Your answer should contain every line of the records, transcribed word for word.

EXTRACTED MATERIAL
------
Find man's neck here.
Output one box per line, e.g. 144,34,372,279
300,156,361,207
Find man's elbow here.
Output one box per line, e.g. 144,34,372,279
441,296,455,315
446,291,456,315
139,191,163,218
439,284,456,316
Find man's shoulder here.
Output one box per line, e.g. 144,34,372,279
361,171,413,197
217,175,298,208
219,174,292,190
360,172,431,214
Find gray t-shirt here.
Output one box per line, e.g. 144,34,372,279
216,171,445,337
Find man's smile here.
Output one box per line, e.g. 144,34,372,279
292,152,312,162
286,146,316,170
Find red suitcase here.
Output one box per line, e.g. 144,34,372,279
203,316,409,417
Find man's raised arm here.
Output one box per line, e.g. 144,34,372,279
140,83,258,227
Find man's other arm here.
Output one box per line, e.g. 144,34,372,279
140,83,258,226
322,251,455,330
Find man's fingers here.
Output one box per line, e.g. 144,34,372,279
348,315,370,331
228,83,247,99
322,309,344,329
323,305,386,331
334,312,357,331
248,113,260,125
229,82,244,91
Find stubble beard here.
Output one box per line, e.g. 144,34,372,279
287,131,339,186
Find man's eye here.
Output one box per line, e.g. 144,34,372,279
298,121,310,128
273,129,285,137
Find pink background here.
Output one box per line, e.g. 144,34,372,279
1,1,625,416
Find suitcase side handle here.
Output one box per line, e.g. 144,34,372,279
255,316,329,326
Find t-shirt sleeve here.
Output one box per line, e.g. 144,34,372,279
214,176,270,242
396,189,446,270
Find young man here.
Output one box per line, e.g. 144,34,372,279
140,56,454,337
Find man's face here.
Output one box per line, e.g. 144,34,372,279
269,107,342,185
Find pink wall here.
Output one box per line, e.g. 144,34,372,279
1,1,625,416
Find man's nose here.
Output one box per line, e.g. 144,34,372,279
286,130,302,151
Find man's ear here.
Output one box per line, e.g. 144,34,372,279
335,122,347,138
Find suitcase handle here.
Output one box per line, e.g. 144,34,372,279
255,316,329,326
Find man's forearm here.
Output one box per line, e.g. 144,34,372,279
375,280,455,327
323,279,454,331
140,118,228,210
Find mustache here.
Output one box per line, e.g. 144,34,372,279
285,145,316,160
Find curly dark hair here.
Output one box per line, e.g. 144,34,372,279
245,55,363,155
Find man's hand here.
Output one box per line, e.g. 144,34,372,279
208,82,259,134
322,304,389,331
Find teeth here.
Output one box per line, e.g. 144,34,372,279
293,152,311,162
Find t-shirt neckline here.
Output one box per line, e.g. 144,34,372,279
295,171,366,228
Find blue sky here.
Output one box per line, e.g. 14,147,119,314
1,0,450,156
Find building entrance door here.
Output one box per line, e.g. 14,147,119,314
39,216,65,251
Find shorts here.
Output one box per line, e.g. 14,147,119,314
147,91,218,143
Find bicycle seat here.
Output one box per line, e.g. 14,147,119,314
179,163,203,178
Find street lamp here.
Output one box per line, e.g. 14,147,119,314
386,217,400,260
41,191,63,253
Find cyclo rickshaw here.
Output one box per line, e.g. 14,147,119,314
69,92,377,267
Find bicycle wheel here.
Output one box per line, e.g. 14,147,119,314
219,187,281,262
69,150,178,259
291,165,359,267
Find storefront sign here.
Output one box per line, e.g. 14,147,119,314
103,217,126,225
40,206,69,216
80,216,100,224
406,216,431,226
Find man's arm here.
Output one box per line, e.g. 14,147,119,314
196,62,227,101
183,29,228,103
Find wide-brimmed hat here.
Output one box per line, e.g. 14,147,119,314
------
EXERCISE RESPONSE
Find man's neck here.
Output one box per line, e.g. 144,34,372,279
300,156,361,207
Find man's elbow here.
Output one box per line, e.g. 144,34,372,279
441,296,455,315
446,291,456,315
139,191,163,218
439,284,456,316
Find man's shoulder here.
Output one box per line, e.g. 144,34,372,279
361,171,413,197
217,175,298,208
219,174,292,190
360,172,431,214
Find gray t-shirt here.
Output one box per line, e.g. 144,34,372,279
216,171,445,337
Find man's smile here.
Output one box per line, e.g. 144,34,372,279
292,152,312,162
286,146,316,170
Find red suitcase here.
Output one box per line, e.g. 144,34,372,279
203,316,409,417
Find man's raised arm here.
Output one box per line, e.g. 144,34,372,279
140,83,258,227
Find man's other arm here.
Output one box per line, e.g. 144,34,372,279
140,83,258,226
322,251,455,330
Find man's fingers here.
Output one box per line, e.g. 144,34,372,279
348,315,370,331
228,83,247,99
322,309,344,329
323,305,386,331
334,312,357,331
248,113,260,125
229,82,244,91
Find stubble beard here.
Output one box per line, e.g. 144,34,372,279
287,131,339,186
Find man's eye here.
Output one box per line, e.g. 144,34,372,279
298,121,310,128
273,129,285,137
Find pink background here.
Output one box per line, e.g. 144,34,372,279
1,1,625,416
Find suitcase side handle here.
Output one box per line, e.g. 144,34,372,279
255,316,329,326
Find t-shirt sleeve here.
Output one box per line, e.g. 144,34,372,279
214,176,270,242
396,189,446,270
Find young man here.
Output one box per line, e.g. 144,34,372,279
140,56,454,337
Find man's face here.
Output one box per line, e.g. 144,34,372,279
269,107,342,185
Find pink wall here.
Output one box per line, e.g. 144,34,372,279
1,1,625,416
Find man's nose here.
Output one box per line, e.g. 144,34,372,279
286,130,302,151
Find man's ear here.
Output one box per line, e.g. 144,34,372,279
335,122,347,138
Find suitcase handle here.
Output one box per line, e.g. 144,34,372,279
255,316,329,326
Find man's forearm here.
Output one box per line, e.g. 144,34,372,279
375,280,455,327
323,279,454,331
140,118,228,210
Find mustache here.
Output one box per line, e.g. 144,34,372,279
285,145,316,160
Find curly dark hair here.
Output one box per line, e.g. 144,34,372,279
245,55,363,155
Find man's hand here.
Output one box per line, e.g. 144,34,372,279
208,82,259,134
322,304,389,331
Find teeth here.
Output one box per line, e.g. 144,34,372,279
293,152,311,162
Find t-shirt neckline here.
Output one box per line, e.g. 144,34,372,279
295,171,366,228
Find blue sky here.
Output one box per line, e.g. 14,147,119,314
1,0,450,156
Find building entrance door here.
Output one box per line, e.g. 14,147,119,314
39,216,65,251
Find shorts here.
Output one box per line, e.g. 14,147,119,314
147,91,218,143
Find bicycle seat here.
Output one box per line, e.g. 14,147,119,314
179,163,203,178
Find street lamp here.
Output one box per line, e.g. 14,147,119,314
386,217,400,260
41,191,63,253
Find cyclo rickshaw here.
Output one box per line, e.g. 14,147,119,314
69,92,377,267
Find bicycle wheel here.
Output one box per line, e.g. 14,147,119,314
219,187,281,262
69,150,178,259
291,165,359,267
Find storefront sign here.
Output one box per line, e.g. 14,147,119,314
103,217,126,225
40,206,69,216
80,216,100,224
406,216,431,226
Find man's arm here.
Output one box per line, e.g. 14,147,119,314
196,62,227,101
183,29,228,103
Find wide-brimmed hat here.
Output one box per line, e.g. 14,147,119,314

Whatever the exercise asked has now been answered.